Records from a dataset
────────

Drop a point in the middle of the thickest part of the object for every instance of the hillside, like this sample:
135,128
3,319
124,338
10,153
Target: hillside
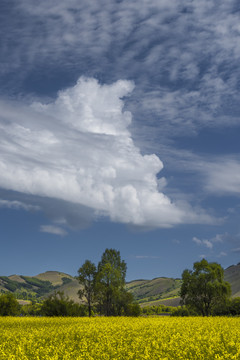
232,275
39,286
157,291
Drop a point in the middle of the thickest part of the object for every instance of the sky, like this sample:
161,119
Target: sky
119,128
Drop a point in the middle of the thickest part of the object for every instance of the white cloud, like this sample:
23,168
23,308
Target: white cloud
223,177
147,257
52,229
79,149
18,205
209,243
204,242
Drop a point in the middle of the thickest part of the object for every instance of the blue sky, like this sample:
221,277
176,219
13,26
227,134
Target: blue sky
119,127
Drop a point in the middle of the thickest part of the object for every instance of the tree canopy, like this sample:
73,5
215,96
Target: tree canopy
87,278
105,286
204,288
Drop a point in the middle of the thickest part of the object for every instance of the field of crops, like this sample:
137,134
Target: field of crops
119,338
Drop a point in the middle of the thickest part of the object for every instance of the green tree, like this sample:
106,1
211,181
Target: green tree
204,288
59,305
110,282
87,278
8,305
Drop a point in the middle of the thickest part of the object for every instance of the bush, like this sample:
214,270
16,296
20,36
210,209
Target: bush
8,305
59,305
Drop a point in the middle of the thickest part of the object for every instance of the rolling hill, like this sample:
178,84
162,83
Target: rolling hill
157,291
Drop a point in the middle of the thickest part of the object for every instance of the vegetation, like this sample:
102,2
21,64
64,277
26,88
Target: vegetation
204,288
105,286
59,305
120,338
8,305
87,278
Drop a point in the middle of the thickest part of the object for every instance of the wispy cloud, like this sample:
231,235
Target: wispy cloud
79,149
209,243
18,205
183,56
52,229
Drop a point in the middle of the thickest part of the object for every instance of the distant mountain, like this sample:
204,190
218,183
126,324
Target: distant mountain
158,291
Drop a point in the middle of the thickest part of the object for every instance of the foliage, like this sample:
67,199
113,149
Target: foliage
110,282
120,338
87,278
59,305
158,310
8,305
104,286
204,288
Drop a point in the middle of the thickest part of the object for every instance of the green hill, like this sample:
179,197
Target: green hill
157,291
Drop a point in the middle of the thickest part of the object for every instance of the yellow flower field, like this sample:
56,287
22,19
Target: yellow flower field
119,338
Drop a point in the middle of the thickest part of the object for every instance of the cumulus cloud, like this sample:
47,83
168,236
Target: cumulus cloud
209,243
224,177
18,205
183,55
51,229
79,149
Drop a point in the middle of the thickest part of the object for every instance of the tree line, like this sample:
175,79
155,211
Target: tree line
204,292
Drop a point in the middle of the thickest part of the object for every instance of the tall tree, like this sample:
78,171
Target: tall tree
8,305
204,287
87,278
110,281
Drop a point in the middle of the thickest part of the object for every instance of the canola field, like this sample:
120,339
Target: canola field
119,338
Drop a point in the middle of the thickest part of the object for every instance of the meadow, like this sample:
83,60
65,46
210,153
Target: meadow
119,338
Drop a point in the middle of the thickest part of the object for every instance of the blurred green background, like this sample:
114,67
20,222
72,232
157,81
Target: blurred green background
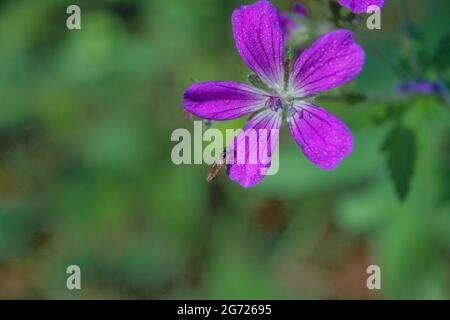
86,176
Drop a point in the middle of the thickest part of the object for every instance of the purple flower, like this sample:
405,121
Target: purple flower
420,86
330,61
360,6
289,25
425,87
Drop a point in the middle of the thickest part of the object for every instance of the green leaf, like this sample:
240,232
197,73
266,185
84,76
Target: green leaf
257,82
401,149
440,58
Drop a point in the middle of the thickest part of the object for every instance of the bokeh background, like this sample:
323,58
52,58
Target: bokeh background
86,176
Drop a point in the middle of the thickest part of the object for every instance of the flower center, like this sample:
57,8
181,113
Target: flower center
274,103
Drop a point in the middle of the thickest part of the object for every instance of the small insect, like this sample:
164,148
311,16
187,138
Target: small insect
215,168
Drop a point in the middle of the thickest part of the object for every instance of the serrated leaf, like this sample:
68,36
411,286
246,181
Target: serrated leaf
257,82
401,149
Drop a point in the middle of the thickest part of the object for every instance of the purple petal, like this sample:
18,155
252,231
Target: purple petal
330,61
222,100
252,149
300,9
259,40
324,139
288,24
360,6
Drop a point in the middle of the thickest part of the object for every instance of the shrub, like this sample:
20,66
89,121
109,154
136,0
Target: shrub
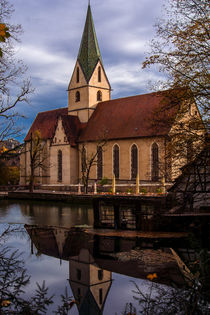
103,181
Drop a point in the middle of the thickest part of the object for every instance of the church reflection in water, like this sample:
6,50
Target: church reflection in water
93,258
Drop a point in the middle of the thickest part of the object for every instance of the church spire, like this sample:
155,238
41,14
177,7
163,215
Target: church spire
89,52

────────

- _HOW TO COMPLETE THIS TASK_: Exclude the images, then output the data above word for word.

- _SOLUTION FOR THIS PROBLEM_:
Drop a point in the middle of the thickest part of the object for every instance of the hillside, like this sample:
135,128
3,319
124,338
10,153
Target: hillside
232,275
39,286
157,291
Drop a point in the middle of the thickest part of the object for every instance of the sky, like this sample:
161,119
Target: sky
119,128
Drop a point in the middle of the thickest part of the object for every instance of the white cloud, like this sample:
23,168
23,308
Target: white cloud
223,177
147,257
52,229
79,149
18,205
209,243
204,242
Drop a point in the middle of the thickest part of the object for every instance of the blue sky, like this sample:
221,277
176,219
13,26
227,134
Target: blue sky
119,127
Drop a point in the middle of the thickest part of the object for every instance of the tree canopy, like this sample:
73,5
215,96
Target: tree canopy
87,278
105,286
204,288
Drop a point in the middle of the thickest part of the object for every instance of the field of crops, like this sample:
137,134
Target: field of crops
119,338
Drop a point in the middle of the thickest part of the object for every instance of the green tree, like this sample:
106,1
211,181
Target: green tree
204,288
59,305
110,282
87,278
8,305
Drop a point in the middle of the thickest part of the object for every instance of the bush, like this sample:
214,270
16,296
20,36
210,209
Target: bush
8,305
59,305
Drop a point in the middle of the thickest part of the object for every instance of the rolling hill, like this sample:
178,84
162,83
Target: rolling hill
157,291
Drop a point in the middle of the thickest part of the object for every instance of the vegetation, like this sample:
102,2
21,64
64,277
26,88
Target: vegetation
204,288
105,286
59,305
120,338
8,305
87,278
Drop a point in the middle of the thickest part of the object for every instance of the wispy cloud, like this sample:
231,235
Target: wispy cloud
79,149
209,243
18,205
183,56
52,229
Drop a point in the middle of the thickest part of the object for every instance of the distant mountain, like this sample:
204,190
218,183
126,324
Target: distant mountain
158,291
Drop a point in the middle of the thickest part of the object for every instance of the foliage, like this sample:
67,199
113,149
Target: foliage
110,282
120,338
87,278
59,305
158,310
8,305
104,286
204,288
Drop a point in the middle of the thickest part of the object for every instance of the green hill, like this sample:
179,197
Target: green hill
157,291
Drop a point in the middle of the thickest part of the object for every instance of the yellow flower field, like this sample:
56,287
22,19
Target: yellow flower field
119,338
Drop a point in the middle of the thickest part of the object for every instance of the cumulus cloud, like this sample:
47,83
168,236
Target: cumulus cloud
209,243
224,177
18,205
183,55
51,229
79,149
Drop a point in the middle of the thickest part of the object for every instance of the tree line, like this sample:
175,79
155,211
Target: tree line
204,292
Drop a point in the middle of the thickest part of the object for every instance of the tall tree, like this sample:
78,171
Target: tall tree
8,305
204,287
87,278
110,281
Drop a point in the middle of the thickest part of the object for every instance of the canola field, like this sample:
120,339
Target: canola field
119,338
Drop a point in the middle of the thickest part of the object for every instance of the meadow, like this sample:
83,60
65,46
210,153
Target: meadow
119,338
Drop a point in the middle of the thickest part of the object for every instance of the blurred green background, like this sample:
114,67
20,222
72,232
157,81
Target: blurred green background
86,176
Drop a point in the middle of the thickest part of the object for every instance of the purple flower, like this sample:
405,121
Target: purple flower
420,86
330,61
360,6
289,25
425,87
Drop a point in the middle of the thickest part of the object for every instance of the green leaf, like this sample:
240,232
197,73
266,185
84,76
Target: green leaf
257,82
401,149
440,58
Drop a point in the middle of the thickest part of the object for every instance of the bokeh background, like this sample:
323,58
52,58
Target: bokeh background
86,176
Drop a point in the middle of the thickest part of the object for every instance of the flower center, like this sample:
57,8
181,113
Target: flower center
274,103
Drop a point in the middle of the thickest part of the object for every instance of the small insect, like this sample:
164,148
311,16
187,138
Target: small insect
215,168
Drop a point in the middle of the thickest part of the object for every instance of the serrated leaf, like this sample:
68,36
411,286
246,181
Target: serrated leaf
257,82
401,149
Drop a point in the middle of the thickest part of the object for every instance of the purple petal, like this sample:
18,155
252,231
Target: purple petal
330,61
222,100
252,149
300,9
259,40
324,139
288,24
360,6
Drop a point in the middle of the thickest part of the object for every instance of the shrub, like this sample:
20,66
89,121
109,154
136,0
Target: shrub
103,181
Drop a point in the middle of the thickest part of the object for every instance of the church reflection in water, like this sample:
6,50
Target: church reflection in water
93,258
Drop a point in the middle of the thickest part of the object for every instance of the church spire, like this sample:
155,238
41,14
177,7
163,215
Target: church spire
89,52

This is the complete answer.